[RFC PATCH v6 31/92] kvm: introspection: add KVMI_EVENT_PF

Adalbert Lazăr <alazar@xxxxxxxxxxxxxxx> · Fri, 9 Aug 2019 18:59:46 +0300

From: Mihai Donțu <mdontu@xxxxxxxxxxxxxxx>

This event is sent when a #PF occurs due to a failed permission check
in the shadow page tables, for a page in which the introspection tool
has shown interest.

The introspection tool can respond to a KVMI_EVENT_PF event with custom
input for the current instruction. This input is used to trick the guest
software into believing it has read certain data, in order to hide the
content of certain memory areas (eg. hide injected code from integrity
checkers).

Signed-off-by: Mihai Donțu <mdontu@xxxxxxxxxxxxxxx>
Co-developed-by: Nicușor Cîțu <ncitu@xxxxxxxxxxxxxxx>
Signed-off-by: Nicușor Cîțu <ncitu@xxxxxxxxxxxxxxx>
Co-developed-by: Adalbert Lazăr <alazar@xxxxxxxxxxxxxxx>
Signed-off-by: Adalbert Lazăr <alazar@xxxxxxxxxxxxxxx>
---
 Documentation/virtual/kvm/kvmi.rst |  63 ++++++++++++++++++
 arch/x86/kvm/kvmi.c                |  38 ++++++++++-
 arch/x86/kvm/x86.c                 |   7 +-
 include/linux/kvmi.h               |   4 ++
 include/uapi/linux/kvmi.h          |  18 +++++
 virt/kvm/kvmi.c                    | 103 +++++++++++++++++++++++++++++
 virt/kvm/kvmi_int.h                |  13 ++++
 virt/kvm/kvmi_msg.c                |  55 +++++++++++++++
 8 files changed, 298 insertions(+), 3 deletions(-)

__PROBLEM SET__
[A] Edit the patch message from "From: Mihai Donțu" to "has shown interest.", changing "shadow page tables" to "extended page tables".
[B] Do these statements agree with the patch message? Answer yes or no for each, quoting the words that decide it. (i) The event is sent only for pages the introspection tool has shown interest in. (ii) The custom input tricks the guest software into believing it has written certain data. (iii) The patch changes nine files.

__INFORMATION GIVEN__
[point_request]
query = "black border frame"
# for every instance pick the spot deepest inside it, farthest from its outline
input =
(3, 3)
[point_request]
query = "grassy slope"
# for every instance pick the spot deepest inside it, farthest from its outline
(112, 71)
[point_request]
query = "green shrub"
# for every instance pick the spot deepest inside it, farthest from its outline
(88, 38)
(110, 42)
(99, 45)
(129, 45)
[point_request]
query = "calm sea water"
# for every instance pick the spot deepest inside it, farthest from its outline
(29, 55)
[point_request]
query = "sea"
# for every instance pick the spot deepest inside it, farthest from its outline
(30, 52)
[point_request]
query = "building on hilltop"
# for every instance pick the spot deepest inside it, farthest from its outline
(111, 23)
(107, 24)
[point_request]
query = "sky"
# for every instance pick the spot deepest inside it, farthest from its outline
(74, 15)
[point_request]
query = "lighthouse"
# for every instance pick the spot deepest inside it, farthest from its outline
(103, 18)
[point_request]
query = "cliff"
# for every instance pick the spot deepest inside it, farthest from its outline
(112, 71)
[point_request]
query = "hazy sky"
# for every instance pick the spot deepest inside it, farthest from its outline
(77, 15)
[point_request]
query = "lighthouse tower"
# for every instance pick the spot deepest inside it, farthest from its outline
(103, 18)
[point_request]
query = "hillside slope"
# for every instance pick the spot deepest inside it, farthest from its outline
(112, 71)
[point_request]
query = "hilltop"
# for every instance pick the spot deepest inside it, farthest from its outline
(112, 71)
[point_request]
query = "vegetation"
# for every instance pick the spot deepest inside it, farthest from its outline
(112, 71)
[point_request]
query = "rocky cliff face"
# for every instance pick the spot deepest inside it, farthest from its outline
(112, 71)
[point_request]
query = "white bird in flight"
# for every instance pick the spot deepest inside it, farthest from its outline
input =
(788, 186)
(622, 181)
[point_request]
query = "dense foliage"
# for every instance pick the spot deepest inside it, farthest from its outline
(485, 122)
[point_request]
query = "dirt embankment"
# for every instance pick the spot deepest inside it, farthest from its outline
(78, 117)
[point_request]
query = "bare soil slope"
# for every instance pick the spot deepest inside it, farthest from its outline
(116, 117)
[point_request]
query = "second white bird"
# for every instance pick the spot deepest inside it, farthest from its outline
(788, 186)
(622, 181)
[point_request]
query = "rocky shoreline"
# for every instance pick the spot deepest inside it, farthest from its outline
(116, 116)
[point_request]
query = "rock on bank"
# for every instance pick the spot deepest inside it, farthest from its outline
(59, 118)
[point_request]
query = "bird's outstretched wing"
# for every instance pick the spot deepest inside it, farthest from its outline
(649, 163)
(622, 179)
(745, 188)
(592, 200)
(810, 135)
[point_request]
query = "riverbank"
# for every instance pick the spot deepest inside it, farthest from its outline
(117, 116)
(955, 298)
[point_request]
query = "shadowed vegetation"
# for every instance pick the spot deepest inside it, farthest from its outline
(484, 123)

__ANSWERS TO THE EXERCISE__
[A]
From: Mihai Donțu <mdontu@xxxxxxxxxxxxxxx>

This event is sent when a #PF occurs due to a failed permission check
in the extended page tables, for a page in which the introspection tool
has shown interest.

[B]
(i) Yes: "for a page in which the introspection tool has shown interest."
(ii) No: "trick the guest software into believing it has read certain data"
(iii) No: "8 files changed"